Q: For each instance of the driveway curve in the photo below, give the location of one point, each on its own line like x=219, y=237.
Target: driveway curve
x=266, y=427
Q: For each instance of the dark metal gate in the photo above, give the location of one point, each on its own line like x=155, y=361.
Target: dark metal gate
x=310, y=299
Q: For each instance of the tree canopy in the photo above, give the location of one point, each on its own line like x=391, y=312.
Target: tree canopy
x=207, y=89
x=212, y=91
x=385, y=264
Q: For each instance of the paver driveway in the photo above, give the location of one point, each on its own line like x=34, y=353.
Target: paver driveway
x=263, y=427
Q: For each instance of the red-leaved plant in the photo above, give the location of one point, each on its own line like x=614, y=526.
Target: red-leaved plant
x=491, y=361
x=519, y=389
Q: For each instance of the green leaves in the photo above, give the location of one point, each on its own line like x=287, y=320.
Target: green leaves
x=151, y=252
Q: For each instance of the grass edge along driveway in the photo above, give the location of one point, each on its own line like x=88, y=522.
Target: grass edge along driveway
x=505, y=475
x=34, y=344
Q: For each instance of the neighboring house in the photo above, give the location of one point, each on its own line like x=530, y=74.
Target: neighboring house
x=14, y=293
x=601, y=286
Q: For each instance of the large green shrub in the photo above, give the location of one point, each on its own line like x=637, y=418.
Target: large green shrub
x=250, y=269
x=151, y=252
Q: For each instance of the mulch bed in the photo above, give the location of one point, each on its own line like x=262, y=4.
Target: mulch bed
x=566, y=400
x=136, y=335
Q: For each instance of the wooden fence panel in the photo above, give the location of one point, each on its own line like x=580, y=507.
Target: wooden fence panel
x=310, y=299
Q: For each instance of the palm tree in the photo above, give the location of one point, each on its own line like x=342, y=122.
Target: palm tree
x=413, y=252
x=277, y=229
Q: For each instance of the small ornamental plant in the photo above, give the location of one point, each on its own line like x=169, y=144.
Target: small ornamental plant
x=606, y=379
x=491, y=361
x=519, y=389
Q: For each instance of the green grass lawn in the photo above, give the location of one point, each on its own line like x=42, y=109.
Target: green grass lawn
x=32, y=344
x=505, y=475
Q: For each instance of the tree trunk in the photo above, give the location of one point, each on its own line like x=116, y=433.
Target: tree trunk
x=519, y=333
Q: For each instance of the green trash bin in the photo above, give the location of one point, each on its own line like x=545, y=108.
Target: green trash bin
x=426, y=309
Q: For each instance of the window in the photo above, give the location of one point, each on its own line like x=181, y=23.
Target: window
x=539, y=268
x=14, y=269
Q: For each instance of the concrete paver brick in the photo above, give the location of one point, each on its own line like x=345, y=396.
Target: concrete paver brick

◆ TRY IT ◆
In the answer, please give only the lines from the line containing "Target: tree trunk" through the final line of the data, copied exactly.

◆ WRITTEN RESPONSE ◆
Target: tree trunk
x=519, y=333
Q: For each instance of the green trash bin in the photo above, give the location of one point, each on its own line like x=545, y=108.
Target: green trash bin
x=426, y=309
Q: For each instance of the window in the photo above, give the location of one point, each on its own line like x=181, y=23.
Target: window
x=539, y=268
x=14, y=269
Q: For each instance of the concrete paver brick in the photo above, give the location of one point, each on its own line like x=345, y=396.
Target: concrete paver brick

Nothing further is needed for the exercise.